• Exercises to complete:
1. How many power plants and industrial facilities does the ETS cover, according to the article on EU energy prices?
2. Copy without any changes the part of the article on EU energy prices that starts at "Converting to Europe’s" and ends at "and cooling systems.".

• Given passage:
Start of Block

Polish Prime Minister Mateusz Morawiecki has stated that the EU’s climate policy is to blame for the current energy price issue. The European Commission, which is passionately protective of the ETS, attempted to counter these accusations, claiming that the global economic recovery and high demand from Asian countries are the primary causes of high prices. According to Brussels, ETS permits account for only a tiny percentage (about 20 percent) of the overall increase. 

One of Europe's gas power plants.
The ETS currently covers over 10,000 power plants and industrial facilities across the EU and is based on a ‘cap and trade’ approach. (Image: Thossaphol Somsri via Dreamstime)

Gas prices are rising across the globe 

“The irony is that we would not be in this position if we had the green deal five years sooner,” Frans Timmermans, the Commission’s Vice-President in charge of the European Green Deal, told the European Parliament. Delaying Europe’s green transition program has left Europe in a dire situation.

After an informal meeting of transport and energy ministers in Slovenia, Kadri Simson, the European Commissioner for Energy, echoed a similar sentiment. The main issue of discussion was rising pricing. 

“Across the EU, electricity prices have risen. This is due to several variables, the most significant of which being high natural gas prices and increasing post-crisis demand. This global trend affects almost all countries, independent of their geographic location or market arrangements.”

Simson then provided a toolkit of “temporary and targeted” measures, such as direct income support for low-income households, state aid for struggling businesses, and tax cuts that member states can implement at the national level to mitigate price shocks. More than 20 countries have stated that they will employ some or all of these tools. 

Converting to Europe’s green transition renewable energy sources is a possible solution to the crisis

In response to mounting criticism of the European Green Deal, Simson stated that the only way to avoid future price crises was to convert to renewable energy sources that are locally produced, independent, and significantly less expensive. 

“We’re about halfway through the energy transition, like growing pains from the low-carbon transition,” Tim Gore of the IEEP explained. “We’re dealing with the fact that we’ve taken some coal out of the system, but we still have too much gas, and renewables are coming online but not fast enough to reduce demand.” 

Brussels asks EU countries to speed up building renovations as part of the Green Deal to be better prepared for extreme weather, such as cold snaps and heatwaves, and therefore reduce their reliance on heating and cooling systems. 

In response to mounting criticism of the European Green Deal, Simson stated that the only way to avoid future price crises was to convert to Europe's green transition renewable energy sources that are locally produced, independent, and significantly less expensive.

End of Block

• Excerpted data:
Start of Block

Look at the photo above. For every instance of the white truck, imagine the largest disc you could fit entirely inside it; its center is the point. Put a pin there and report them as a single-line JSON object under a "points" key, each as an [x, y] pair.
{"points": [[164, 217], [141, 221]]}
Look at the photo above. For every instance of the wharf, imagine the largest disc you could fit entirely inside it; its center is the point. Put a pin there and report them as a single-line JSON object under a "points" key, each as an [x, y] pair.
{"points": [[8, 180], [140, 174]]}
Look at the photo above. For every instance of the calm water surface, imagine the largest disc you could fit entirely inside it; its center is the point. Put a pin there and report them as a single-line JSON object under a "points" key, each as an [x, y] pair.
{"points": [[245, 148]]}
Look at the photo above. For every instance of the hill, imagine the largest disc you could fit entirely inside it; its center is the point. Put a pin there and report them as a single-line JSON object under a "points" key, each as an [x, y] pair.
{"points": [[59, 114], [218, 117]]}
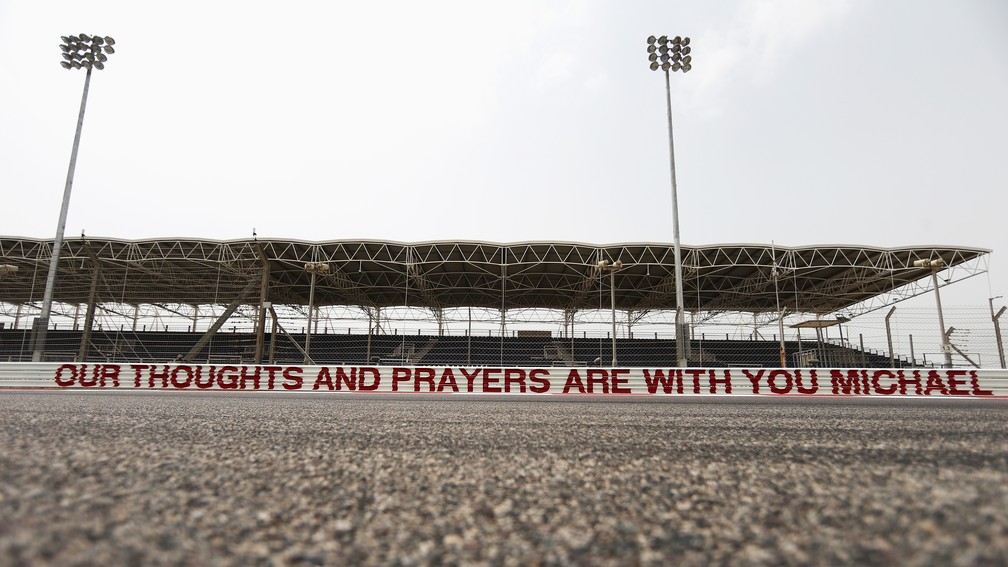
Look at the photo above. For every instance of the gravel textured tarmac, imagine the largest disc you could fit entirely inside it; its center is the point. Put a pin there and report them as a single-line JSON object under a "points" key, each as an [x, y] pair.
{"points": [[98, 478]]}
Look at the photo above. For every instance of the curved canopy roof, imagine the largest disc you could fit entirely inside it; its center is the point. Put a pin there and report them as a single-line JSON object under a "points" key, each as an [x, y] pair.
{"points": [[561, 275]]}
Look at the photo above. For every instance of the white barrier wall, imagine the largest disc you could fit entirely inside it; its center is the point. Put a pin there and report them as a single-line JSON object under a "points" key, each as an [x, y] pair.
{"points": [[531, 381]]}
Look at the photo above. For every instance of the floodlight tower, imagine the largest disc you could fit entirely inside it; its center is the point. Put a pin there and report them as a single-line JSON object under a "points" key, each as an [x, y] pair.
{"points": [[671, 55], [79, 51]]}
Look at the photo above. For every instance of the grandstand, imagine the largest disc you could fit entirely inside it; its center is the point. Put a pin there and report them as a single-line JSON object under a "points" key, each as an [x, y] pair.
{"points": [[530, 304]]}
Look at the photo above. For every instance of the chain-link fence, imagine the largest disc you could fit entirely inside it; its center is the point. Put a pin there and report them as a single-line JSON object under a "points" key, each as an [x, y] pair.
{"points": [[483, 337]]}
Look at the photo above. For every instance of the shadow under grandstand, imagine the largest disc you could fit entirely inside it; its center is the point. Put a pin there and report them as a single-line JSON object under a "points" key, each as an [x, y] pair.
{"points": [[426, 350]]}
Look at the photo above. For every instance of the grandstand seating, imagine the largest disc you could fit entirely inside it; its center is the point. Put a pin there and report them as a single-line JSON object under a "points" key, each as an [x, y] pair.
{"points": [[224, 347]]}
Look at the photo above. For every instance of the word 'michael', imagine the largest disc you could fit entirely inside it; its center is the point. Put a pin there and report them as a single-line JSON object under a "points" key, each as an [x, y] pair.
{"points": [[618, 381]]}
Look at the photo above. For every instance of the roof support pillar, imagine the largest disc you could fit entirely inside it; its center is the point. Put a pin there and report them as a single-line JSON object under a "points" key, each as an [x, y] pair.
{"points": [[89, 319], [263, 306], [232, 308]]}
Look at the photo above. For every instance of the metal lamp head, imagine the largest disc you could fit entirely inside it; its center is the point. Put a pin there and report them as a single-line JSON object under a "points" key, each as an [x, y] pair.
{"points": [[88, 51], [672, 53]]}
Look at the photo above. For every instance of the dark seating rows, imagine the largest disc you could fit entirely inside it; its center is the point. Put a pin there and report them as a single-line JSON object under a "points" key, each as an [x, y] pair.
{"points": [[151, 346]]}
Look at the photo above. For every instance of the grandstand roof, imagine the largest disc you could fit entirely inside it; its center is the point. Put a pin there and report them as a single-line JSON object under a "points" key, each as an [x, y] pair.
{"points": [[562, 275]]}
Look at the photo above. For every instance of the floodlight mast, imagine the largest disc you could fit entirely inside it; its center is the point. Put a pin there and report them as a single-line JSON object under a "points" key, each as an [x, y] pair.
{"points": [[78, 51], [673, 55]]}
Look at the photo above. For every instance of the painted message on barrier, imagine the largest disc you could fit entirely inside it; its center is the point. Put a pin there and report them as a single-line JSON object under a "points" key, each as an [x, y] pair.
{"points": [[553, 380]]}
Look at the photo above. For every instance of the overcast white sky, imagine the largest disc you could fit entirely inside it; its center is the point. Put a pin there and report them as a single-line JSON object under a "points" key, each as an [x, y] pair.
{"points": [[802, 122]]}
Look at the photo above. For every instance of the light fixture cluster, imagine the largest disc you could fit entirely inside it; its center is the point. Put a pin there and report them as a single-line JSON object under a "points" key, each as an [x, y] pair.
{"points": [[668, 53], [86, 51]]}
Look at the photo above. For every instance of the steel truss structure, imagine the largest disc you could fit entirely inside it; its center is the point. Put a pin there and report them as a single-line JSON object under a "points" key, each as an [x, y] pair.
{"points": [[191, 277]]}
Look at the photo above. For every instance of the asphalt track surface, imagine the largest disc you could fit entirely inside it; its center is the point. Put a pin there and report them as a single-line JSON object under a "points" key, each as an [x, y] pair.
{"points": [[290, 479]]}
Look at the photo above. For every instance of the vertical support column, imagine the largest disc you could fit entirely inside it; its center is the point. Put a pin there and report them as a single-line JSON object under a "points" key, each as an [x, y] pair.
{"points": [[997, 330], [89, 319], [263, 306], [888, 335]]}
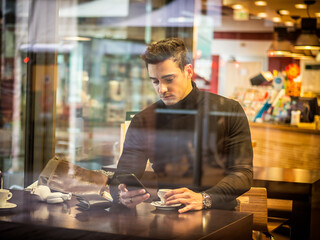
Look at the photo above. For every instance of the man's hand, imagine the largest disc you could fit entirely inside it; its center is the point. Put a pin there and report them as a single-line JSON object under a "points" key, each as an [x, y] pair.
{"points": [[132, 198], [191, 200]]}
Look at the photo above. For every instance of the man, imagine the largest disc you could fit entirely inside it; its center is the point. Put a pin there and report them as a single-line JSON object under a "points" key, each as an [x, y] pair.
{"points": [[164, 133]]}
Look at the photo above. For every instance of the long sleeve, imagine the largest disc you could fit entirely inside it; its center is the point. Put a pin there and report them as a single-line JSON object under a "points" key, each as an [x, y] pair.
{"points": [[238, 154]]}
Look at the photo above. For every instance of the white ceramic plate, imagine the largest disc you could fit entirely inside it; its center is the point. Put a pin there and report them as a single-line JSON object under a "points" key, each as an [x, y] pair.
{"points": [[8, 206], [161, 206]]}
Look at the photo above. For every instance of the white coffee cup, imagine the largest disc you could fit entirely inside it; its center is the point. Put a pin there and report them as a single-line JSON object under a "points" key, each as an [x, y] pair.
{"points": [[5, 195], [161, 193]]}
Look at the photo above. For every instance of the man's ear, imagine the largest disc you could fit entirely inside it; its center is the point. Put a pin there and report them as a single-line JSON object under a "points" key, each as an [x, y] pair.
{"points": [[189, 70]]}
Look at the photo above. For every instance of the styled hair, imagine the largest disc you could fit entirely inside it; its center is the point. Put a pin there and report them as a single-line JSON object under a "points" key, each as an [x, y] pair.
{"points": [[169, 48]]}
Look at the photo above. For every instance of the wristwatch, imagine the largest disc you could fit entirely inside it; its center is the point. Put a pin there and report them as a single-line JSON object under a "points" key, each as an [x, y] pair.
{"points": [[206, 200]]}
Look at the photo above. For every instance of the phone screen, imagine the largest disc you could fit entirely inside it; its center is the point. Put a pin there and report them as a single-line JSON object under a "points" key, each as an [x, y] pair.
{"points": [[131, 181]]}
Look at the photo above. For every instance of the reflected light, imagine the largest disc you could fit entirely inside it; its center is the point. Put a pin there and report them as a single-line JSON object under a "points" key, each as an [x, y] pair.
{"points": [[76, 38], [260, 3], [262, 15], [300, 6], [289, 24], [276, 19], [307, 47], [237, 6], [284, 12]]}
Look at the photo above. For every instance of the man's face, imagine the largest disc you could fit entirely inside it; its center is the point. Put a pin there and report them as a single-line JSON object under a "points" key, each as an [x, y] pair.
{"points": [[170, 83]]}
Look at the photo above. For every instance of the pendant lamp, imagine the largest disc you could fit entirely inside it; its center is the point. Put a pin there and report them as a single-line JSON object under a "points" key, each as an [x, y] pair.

End of Block
Start of Block

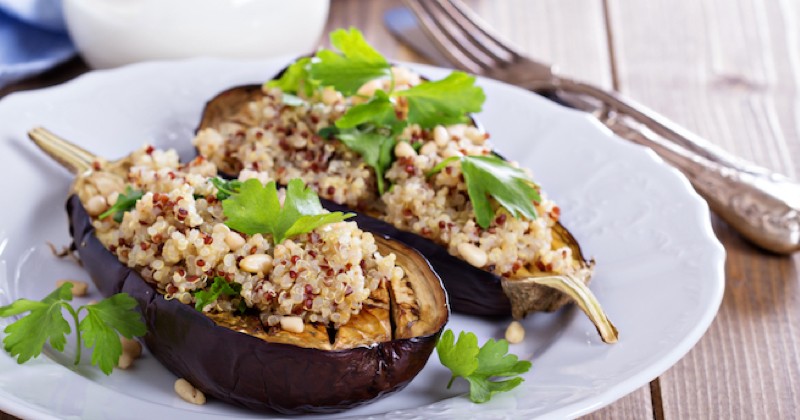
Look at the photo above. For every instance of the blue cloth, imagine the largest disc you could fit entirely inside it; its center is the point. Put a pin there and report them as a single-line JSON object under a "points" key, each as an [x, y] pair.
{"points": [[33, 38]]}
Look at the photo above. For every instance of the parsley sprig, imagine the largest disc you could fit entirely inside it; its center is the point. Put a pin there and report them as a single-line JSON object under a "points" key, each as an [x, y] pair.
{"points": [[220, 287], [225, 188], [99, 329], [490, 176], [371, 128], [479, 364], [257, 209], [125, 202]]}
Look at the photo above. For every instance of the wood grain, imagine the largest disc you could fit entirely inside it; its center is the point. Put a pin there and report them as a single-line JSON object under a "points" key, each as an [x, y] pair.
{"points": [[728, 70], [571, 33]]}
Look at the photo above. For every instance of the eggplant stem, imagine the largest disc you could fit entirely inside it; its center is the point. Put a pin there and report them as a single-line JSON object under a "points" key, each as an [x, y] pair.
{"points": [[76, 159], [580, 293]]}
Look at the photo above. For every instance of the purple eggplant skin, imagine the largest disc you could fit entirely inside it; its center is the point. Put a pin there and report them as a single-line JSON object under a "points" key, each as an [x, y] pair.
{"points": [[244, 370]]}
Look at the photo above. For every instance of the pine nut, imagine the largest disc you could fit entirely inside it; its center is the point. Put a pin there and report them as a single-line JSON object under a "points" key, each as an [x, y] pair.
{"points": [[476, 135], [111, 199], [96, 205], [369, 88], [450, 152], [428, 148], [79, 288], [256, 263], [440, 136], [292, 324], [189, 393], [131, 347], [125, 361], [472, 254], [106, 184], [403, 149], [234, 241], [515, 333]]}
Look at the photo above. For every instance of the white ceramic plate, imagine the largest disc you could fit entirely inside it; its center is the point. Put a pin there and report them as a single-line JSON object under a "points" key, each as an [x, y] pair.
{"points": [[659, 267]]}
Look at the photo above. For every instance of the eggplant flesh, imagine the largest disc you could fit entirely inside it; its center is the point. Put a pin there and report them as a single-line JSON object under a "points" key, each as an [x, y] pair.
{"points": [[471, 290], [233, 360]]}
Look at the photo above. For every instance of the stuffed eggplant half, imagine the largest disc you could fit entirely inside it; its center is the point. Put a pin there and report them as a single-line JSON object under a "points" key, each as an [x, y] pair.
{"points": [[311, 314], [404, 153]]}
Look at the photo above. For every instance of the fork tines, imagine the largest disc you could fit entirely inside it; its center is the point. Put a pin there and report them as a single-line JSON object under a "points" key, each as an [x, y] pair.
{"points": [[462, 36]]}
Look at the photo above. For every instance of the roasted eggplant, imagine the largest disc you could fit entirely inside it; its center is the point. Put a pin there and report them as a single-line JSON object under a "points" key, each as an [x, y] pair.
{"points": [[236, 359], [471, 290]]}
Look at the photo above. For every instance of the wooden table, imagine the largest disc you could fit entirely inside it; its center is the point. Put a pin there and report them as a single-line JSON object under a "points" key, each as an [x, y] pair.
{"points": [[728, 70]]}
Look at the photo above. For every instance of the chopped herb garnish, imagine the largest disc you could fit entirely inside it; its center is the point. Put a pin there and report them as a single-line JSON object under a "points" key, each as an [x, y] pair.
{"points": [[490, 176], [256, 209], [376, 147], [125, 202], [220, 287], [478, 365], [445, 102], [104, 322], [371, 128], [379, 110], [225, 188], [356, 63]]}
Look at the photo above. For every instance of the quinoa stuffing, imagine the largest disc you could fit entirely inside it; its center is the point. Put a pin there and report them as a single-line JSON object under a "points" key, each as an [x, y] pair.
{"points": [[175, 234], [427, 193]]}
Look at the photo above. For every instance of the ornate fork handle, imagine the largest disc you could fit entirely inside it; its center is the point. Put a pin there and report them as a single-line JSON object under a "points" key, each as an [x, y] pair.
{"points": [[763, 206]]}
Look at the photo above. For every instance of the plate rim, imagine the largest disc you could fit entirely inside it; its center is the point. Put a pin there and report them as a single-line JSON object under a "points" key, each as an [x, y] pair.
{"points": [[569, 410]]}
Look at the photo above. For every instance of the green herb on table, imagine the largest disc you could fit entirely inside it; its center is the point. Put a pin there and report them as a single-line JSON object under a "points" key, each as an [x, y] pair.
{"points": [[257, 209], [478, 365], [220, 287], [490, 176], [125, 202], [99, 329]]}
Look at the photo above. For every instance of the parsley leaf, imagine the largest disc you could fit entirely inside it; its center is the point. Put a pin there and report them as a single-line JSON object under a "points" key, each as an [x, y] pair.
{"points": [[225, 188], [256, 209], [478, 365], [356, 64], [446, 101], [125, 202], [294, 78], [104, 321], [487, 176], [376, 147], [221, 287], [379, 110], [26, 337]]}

End of Block

• Answers for the tasks:
1. Over 10,000 across the EU.

2.
Converting to Europe’s green transition renewable energy sources is a possible solution to the crisis

In response to mounting criticism of the European Green Deal, Simson stated that the only way to avoid future price crises was to convert to renewable energy sources that are locally produced, independent, and significantly less expensive. 

“We’re about halfway through the energy transition, like growing pains from the low-carbon transition,” Tim Gore of the IEEP explained. “We’re dealing with the fact that we’ve taken some coal out of the system, but we still have too much gas, and renewables are coming online but not fast enough to reduce demand.” 

Brussels asks EU countries to speed up building renovations as part of the Green Deal to be better prepared for extreme weather, such as cold snaps and heatwaves, and therefore reduce their reliance on heating and cooling systems.